[AIM]:
Arrange all the data below as a JSON list of strings, with one string per line and no blank lines. Leave the pictures out.

[DATASET ENTRIES]:
Start

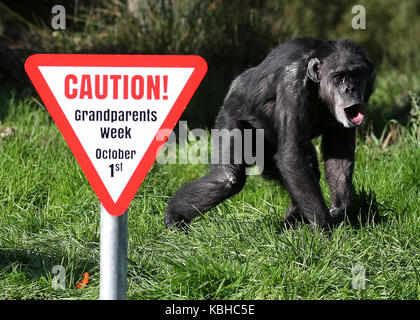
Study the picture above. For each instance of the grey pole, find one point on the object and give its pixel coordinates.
(113, 264)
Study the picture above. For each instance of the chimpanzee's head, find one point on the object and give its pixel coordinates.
(345, 76)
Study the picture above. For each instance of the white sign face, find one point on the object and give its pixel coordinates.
(116, 122)
(110, 115)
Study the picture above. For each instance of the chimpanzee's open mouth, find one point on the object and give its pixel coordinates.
(355, 114)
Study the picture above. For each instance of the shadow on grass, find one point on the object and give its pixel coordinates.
(365, 209)
(35, 264)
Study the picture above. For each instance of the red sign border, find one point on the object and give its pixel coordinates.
(108, 60)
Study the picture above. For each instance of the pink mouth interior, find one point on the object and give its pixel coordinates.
(355, 114)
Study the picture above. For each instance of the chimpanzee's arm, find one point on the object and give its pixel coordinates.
(338, 146)
(299, 178)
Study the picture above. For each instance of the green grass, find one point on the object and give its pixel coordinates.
(240, 250)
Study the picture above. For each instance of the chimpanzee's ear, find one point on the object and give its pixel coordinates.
(312, 70)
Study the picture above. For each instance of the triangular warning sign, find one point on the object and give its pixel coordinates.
(110, 108)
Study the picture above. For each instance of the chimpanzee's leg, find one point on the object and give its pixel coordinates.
(203, 194)
(293, 213)
(226, 178)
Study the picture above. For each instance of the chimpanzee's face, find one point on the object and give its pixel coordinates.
(343, 83)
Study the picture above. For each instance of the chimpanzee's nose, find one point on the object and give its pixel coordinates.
(350, 88)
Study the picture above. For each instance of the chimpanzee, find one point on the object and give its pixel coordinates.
(303, 89)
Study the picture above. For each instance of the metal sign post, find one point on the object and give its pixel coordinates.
(113, 261)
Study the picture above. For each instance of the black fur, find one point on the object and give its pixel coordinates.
(297, 93)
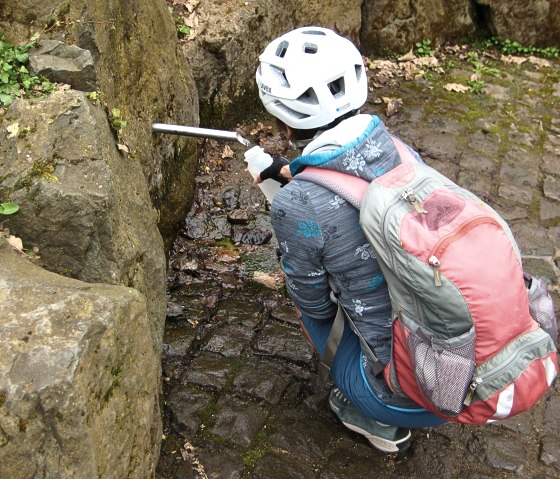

End

[REPLY]:
[
  "Study the picture above. For each instance of the grey pole, find one point on the object and give its pixel coordinates.",
  "(113, 264)",
  "Study the picture above. For each instance of the chimpanzee's head, find one point on the object and give its pixel coordinates.",
  "(345, 76)",
  "Study the picture above. For each instance of the white sign face, find one point on the object and give its pixel coordinates.",
  "(116, 122)",
  "(110, 115)",
  "Study the picture above. For each instance of the chimpanzee's open mouth, find one point on the object and give its pixel coordinates.",
  "(355, 114)",
  "Study the picture above. For each instance of the shadow on grass, find one point on the object and give its pixel coordinates.",
  "(365, 209)",
  "(35, 264)",
  "Study the picture above. For each instance of the red sign border, find one point on the object and give its pixel coordinates.",
  "(108, 60)",
  "Study the picture above. For each instance of the pink mouth interior, find one point on the object and give its pixel coordinates.",
  "(355, 114)",
  "Study the picture above. For each instance of the chimpanzee's arm, find one point on the object and give its pixel coordinates.",
  "(338, 146)",
  "(299, 178)",
  "Study the picture above. For each instance of the green grass, find one point on the object and give its pixel coordinates.",
  "(240, 250)",
  "Study the picture above. For each instance of the chimpanzee's ear, find one point on the object and give its pixel coordinates.",
  "(312, 70)",
  "Study the picture above. For each instance of the triangular warning sign, find one point on the object and give its pixel coordinates.",
  "(110, 108)",
  "Study the picture above. For each instance of the chimpanzee's leg, find one point on the object and give its pixel coordinates.",
  "(203, 194)",
  "(293, 213)",
  "(226, 178)",
  "Study the picture above. For each instance of the chimpanzee's face, find one point on the object and give its pixel coordinates.",
  "(343, 83)",
  "Study the picture above. For each instance of the chimpanzee's nose, find one point on the object and give its pixel coordinates.",
  "(350, 88)",
  "Study the picture above. For each instance of the chimpanzee, find one point on the object and give its pixel coordinates.",
  "(303, 89)",
  "Study the picture above. For each instance of the metal sign post, find one point on the object and give its pixel coordinates.",
  "(113, 261)",
  "Study the picture above. For each instance of the black fur, find one point on the object and give its pixel coordinates.",
  "(297, 93)"
]